Say how many lines in the records hold the word "tree", and give nothing but that number.

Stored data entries
↓↓↓

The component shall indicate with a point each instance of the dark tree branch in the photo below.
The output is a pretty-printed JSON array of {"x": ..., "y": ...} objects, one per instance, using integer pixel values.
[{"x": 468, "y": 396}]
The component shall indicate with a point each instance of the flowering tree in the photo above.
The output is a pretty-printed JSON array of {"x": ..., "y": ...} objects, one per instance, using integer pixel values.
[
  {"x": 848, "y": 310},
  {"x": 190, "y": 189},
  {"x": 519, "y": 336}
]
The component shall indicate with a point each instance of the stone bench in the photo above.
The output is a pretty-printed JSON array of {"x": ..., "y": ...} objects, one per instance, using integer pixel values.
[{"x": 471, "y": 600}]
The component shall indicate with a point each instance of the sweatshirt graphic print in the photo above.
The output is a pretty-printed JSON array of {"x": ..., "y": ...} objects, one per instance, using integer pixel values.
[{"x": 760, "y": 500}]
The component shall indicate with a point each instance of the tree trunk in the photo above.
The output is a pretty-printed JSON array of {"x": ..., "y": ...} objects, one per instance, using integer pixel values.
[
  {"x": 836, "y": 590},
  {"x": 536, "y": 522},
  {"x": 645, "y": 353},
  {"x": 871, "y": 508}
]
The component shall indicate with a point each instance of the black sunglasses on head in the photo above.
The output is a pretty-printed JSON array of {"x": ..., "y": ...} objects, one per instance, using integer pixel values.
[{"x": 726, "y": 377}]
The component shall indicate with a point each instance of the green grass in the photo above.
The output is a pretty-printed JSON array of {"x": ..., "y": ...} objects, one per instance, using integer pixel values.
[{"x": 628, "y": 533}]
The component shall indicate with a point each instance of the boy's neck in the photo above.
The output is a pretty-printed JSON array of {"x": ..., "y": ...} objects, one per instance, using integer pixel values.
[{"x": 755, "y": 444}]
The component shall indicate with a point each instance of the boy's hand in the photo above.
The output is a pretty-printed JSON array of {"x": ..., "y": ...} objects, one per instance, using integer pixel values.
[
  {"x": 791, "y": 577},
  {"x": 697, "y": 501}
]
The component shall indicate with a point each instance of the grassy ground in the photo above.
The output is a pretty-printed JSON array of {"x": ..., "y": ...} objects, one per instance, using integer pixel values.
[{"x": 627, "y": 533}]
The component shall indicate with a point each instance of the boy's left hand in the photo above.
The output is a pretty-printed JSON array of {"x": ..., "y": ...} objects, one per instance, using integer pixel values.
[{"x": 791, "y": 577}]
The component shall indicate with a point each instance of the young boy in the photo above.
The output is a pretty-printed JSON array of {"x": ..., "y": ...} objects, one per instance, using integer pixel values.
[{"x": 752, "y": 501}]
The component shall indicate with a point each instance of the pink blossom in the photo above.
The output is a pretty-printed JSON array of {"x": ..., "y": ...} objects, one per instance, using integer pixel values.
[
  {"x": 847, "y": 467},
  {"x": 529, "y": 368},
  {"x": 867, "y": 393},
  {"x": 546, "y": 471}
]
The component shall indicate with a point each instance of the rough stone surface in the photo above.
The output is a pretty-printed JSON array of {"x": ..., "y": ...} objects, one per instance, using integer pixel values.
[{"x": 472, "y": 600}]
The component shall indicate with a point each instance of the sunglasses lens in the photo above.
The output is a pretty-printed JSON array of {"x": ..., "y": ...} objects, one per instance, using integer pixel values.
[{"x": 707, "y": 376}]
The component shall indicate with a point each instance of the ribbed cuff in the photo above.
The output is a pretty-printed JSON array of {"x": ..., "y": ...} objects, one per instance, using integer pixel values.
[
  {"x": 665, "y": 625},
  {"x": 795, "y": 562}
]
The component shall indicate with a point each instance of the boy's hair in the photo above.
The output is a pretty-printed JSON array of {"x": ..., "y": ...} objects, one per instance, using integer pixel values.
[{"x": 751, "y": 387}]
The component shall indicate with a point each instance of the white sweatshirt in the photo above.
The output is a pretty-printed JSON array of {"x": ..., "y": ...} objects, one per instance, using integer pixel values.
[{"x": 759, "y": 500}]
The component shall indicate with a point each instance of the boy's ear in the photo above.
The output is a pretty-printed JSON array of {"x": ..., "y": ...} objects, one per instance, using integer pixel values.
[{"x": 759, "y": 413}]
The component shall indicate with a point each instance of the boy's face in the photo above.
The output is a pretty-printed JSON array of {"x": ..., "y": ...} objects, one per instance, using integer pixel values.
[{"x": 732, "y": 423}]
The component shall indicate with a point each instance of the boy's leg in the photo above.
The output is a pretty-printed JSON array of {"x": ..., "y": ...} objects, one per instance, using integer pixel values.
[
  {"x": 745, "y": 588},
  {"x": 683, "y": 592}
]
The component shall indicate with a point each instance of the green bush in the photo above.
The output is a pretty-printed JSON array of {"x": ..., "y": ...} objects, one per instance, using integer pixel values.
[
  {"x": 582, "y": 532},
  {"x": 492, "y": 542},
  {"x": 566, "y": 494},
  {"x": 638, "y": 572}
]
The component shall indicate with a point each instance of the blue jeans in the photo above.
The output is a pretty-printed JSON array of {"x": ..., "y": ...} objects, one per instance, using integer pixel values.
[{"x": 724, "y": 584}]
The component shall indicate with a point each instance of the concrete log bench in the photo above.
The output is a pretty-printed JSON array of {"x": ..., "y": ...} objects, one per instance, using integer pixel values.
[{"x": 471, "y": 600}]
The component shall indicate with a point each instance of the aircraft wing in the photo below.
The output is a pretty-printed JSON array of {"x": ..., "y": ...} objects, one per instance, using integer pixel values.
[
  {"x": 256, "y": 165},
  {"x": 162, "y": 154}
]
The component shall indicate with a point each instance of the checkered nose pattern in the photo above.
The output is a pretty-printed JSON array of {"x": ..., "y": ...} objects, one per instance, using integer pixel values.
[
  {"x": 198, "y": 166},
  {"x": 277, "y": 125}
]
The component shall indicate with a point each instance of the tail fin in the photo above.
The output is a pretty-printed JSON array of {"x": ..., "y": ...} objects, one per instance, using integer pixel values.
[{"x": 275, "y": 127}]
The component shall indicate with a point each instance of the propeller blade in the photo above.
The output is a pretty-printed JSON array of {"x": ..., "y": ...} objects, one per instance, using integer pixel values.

↑↑↑

ANSWER FOR THIS EXERCISE
3